** What the exercise asks **
Return, word for word, the passage of the Leonard Forde profile between "- Born: 1973" and "County / Apps (scores)", inclusive.

───── Excerpt to read

Leonard Forde

Personal information
- Native name: Lionard Mac Giollarnáth (Irish)
- Born: 1973 (age 52–53) Gurranabraher, Cork, Ireland

Sport
- Sport: Hurling
- Position: Centre-back

Club
- Years: Club
- Na Piarsaigh

Inter-county
- Years: County / Apps (scores)
- 1990-1995: Cork / 1 (0-00)

Inter-county titles
- Munster titles: 0
- All-Irelands: 0
- NHL: 1
- All Stars: 0

= Leonard Forde =

Irish hurler

Leonard Forde (born 1964) is an Irish retired hurler. At club level, he played with Na Piarsaigh and at inter-county level he lined out with the Cork senior hurling team.

==Career==

Forde first played for Na Piarsaigh as a dual player at juvenile and underage levels and won a Cork MHC medal in 1982 after a 1–10 to 0–08 win over Midleton in the final. He later progressed to adult level and won a Cork SHC medal in 1990 after Na Piarsaigh's 2–07 to 1–08 win over St Finbarr's in the final. Forde claimed a second winners' medal in 1995 after captaining the team to a 1–12 to 3–01 defeat of Ballyhea in the final.

──────────
───── Provided information

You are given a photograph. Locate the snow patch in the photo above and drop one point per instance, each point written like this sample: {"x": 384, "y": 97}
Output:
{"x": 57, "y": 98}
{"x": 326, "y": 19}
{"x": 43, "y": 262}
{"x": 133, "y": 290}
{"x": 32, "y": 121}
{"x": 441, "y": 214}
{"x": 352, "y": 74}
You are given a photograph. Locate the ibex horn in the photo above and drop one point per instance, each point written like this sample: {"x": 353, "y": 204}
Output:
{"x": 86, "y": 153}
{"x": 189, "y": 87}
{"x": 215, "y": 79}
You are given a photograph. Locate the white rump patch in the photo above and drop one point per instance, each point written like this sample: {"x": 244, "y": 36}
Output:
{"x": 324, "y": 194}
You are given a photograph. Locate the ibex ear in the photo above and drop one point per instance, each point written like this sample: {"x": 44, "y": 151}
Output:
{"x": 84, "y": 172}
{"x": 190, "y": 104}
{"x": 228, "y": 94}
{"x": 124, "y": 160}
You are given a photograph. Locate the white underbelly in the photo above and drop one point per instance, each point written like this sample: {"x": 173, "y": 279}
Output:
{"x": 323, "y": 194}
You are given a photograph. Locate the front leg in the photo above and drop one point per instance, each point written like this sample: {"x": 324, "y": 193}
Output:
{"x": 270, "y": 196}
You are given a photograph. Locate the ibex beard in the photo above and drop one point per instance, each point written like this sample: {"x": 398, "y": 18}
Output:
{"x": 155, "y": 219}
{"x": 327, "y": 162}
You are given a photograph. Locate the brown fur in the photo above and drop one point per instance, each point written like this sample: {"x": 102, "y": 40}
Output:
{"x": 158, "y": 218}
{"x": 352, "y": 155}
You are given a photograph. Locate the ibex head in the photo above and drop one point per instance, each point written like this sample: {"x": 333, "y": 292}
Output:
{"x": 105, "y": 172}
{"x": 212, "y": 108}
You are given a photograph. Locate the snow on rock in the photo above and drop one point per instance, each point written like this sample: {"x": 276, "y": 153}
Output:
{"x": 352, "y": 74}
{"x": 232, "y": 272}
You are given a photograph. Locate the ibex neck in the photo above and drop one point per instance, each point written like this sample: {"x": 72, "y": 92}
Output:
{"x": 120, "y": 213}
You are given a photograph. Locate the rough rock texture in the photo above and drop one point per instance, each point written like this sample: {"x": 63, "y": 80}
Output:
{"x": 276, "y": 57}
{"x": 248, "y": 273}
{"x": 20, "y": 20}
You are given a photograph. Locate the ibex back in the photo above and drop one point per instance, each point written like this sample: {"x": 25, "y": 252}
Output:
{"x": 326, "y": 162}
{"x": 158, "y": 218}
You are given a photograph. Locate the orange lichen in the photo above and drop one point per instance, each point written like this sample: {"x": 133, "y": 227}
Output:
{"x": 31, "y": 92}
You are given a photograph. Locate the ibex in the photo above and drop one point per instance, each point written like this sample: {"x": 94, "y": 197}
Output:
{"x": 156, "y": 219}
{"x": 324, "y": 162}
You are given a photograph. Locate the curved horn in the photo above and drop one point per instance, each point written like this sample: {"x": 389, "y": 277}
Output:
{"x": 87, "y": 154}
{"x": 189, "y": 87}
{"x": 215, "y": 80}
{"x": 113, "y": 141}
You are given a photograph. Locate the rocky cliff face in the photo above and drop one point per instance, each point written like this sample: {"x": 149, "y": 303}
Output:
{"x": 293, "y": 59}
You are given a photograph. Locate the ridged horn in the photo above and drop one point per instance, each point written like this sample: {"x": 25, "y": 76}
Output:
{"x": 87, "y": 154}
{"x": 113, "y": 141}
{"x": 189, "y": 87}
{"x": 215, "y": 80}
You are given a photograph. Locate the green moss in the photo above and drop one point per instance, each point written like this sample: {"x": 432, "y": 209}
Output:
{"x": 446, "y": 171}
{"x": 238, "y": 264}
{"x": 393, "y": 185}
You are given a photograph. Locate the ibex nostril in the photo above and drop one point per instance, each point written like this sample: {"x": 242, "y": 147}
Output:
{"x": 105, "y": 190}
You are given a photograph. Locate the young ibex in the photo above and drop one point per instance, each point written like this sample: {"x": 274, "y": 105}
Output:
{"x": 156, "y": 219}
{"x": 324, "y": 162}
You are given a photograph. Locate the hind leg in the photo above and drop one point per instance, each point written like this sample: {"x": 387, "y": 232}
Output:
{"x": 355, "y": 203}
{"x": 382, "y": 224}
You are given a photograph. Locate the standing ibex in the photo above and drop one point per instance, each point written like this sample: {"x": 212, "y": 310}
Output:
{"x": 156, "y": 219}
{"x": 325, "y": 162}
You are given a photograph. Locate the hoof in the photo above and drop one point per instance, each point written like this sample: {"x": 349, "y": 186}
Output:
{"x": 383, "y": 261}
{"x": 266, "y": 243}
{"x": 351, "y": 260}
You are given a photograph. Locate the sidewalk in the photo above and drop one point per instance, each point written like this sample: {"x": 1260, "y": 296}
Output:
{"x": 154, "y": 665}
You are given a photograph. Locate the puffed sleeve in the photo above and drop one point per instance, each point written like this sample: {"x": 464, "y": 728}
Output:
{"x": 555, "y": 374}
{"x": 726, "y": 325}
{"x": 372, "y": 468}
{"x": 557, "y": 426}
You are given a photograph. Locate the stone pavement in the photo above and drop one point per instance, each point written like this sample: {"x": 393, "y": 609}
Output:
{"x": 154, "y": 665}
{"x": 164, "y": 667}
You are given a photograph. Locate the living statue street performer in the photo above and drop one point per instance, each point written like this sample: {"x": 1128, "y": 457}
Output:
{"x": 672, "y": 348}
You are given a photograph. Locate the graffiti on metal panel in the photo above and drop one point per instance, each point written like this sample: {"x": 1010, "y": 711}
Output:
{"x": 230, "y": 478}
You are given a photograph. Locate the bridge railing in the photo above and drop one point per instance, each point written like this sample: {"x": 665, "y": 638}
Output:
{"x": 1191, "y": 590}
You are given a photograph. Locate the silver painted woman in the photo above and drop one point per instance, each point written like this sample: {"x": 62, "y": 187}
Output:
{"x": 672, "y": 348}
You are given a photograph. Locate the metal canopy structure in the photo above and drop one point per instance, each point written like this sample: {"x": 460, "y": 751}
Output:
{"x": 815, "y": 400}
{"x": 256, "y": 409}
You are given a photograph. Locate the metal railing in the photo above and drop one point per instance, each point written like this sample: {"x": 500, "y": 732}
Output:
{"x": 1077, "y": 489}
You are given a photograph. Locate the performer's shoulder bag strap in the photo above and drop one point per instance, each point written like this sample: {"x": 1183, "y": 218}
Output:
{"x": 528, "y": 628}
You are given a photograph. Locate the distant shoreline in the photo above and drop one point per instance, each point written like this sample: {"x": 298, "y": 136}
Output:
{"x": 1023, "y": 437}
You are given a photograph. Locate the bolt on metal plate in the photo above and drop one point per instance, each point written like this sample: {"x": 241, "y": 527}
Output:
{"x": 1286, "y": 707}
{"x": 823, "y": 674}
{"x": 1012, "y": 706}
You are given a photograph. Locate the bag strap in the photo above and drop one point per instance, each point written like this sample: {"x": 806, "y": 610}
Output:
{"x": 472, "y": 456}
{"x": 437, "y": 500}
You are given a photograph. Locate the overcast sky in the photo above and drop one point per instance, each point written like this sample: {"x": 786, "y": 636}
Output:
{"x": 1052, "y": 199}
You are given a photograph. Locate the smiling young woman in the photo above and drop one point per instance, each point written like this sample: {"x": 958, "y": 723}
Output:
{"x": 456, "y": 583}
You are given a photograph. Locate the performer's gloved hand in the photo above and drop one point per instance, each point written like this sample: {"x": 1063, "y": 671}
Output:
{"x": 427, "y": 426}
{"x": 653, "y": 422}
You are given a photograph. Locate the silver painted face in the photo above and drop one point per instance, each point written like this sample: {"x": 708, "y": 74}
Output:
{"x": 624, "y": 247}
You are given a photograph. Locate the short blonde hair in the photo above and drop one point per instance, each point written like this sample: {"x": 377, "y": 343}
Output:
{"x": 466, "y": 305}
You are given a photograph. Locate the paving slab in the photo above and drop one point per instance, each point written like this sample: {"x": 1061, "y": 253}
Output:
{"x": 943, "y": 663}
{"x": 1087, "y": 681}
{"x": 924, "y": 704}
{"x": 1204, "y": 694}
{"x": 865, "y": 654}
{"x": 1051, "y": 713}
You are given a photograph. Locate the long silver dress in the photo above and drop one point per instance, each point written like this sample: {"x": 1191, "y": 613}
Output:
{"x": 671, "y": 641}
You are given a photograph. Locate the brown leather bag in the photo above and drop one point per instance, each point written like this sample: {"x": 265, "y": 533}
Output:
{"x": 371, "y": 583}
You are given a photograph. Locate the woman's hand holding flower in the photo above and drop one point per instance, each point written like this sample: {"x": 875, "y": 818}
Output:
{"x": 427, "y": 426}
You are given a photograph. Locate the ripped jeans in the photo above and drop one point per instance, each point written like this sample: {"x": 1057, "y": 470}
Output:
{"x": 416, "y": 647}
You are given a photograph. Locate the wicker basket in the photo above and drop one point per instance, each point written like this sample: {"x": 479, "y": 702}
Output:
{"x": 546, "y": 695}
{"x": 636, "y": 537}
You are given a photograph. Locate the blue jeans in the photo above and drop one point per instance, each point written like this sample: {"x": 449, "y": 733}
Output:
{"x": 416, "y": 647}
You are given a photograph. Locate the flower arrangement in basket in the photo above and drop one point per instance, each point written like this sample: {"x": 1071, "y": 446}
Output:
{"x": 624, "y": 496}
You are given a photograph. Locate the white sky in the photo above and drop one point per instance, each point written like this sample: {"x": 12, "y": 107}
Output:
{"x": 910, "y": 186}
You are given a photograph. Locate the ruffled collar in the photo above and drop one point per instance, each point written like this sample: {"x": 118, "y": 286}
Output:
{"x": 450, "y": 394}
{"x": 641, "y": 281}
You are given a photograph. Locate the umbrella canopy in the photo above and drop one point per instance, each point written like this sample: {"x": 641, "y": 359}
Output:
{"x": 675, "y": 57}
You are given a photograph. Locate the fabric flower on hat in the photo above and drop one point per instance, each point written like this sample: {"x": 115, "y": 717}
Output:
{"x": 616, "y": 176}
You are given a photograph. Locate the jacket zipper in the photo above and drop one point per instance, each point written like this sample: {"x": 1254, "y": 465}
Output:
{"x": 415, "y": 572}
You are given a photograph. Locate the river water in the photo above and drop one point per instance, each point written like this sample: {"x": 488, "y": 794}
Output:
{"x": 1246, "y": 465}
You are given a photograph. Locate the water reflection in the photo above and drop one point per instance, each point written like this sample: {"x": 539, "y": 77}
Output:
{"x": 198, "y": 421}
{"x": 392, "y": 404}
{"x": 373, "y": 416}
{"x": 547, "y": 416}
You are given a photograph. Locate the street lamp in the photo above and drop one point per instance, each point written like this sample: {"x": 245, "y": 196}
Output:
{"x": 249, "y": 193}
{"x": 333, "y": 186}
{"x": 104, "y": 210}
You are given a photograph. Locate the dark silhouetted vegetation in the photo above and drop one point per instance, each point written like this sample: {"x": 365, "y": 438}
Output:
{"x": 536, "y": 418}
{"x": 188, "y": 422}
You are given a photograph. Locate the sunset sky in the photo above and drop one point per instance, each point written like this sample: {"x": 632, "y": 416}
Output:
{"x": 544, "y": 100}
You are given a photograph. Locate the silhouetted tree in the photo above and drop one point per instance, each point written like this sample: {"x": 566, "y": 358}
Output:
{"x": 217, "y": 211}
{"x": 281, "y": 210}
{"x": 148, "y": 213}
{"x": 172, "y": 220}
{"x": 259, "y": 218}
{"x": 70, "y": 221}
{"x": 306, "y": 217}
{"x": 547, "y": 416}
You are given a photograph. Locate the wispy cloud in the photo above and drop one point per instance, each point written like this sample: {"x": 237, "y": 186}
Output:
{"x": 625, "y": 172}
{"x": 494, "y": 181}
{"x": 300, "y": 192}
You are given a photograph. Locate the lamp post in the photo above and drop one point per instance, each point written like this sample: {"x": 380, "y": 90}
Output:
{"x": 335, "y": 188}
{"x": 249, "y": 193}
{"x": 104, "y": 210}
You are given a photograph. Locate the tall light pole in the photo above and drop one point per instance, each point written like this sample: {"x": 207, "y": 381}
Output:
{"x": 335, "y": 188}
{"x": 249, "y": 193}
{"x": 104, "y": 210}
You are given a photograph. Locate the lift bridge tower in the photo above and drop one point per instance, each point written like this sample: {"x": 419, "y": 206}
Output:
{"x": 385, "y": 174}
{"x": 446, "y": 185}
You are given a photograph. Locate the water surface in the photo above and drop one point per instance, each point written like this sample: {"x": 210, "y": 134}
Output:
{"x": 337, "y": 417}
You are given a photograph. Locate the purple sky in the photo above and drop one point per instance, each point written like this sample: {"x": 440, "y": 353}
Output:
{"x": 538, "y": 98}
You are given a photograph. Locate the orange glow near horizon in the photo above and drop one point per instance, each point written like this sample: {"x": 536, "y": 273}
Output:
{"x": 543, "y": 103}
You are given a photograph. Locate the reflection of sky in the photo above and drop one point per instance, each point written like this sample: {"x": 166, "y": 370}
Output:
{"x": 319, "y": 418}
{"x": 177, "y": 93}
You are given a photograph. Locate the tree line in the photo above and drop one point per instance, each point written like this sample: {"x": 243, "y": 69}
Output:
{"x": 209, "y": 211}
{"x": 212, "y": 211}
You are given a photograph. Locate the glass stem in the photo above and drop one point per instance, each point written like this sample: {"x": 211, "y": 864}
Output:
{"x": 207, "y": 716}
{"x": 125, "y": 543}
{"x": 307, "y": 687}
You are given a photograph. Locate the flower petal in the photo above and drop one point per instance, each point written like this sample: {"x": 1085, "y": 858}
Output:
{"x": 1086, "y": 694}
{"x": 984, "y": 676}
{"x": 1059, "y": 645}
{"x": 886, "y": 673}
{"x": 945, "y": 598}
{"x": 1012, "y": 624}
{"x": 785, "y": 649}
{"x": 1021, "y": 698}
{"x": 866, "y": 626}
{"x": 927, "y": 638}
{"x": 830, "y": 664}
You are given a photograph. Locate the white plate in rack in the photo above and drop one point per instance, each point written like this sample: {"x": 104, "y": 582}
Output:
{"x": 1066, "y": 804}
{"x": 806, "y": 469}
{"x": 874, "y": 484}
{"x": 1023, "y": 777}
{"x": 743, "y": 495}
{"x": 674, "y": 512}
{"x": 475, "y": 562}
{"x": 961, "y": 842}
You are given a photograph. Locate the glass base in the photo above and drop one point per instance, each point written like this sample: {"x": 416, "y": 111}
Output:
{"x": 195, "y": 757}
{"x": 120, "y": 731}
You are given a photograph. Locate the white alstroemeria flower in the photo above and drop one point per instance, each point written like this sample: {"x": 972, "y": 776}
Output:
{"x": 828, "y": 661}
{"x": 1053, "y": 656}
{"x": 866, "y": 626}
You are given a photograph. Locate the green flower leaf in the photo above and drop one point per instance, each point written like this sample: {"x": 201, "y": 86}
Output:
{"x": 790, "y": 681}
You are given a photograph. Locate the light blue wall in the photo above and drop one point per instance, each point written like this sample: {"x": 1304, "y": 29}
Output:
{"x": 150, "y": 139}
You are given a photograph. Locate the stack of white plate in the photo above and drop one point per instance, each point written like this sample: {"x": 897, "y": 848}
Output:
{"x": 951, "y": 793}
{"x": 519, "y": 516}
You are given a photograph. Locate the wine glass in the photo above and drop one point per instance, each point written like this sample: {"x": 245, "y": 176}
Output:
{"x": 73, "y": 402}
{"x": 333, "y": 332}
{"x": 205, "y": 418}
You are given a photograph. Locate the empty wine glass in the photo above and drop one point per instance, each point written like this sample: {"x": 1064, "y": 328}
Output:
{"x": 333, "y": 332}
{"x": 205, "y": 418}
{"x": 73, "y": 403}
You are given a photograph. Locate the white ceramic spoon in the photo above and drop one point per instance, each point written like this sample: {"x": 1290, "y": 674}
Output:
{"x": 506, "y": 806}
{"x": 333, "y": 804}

──────────

** Finished answer **
- Born: 1973 (age 52–53) Gurranabraher, Cork, Ireland

Sport
- Sport: Hurling
- Position: Centre-back

Club
- Years: Club
- Na Piarsaigh

Inter-county
- Years: County / Apps (scores)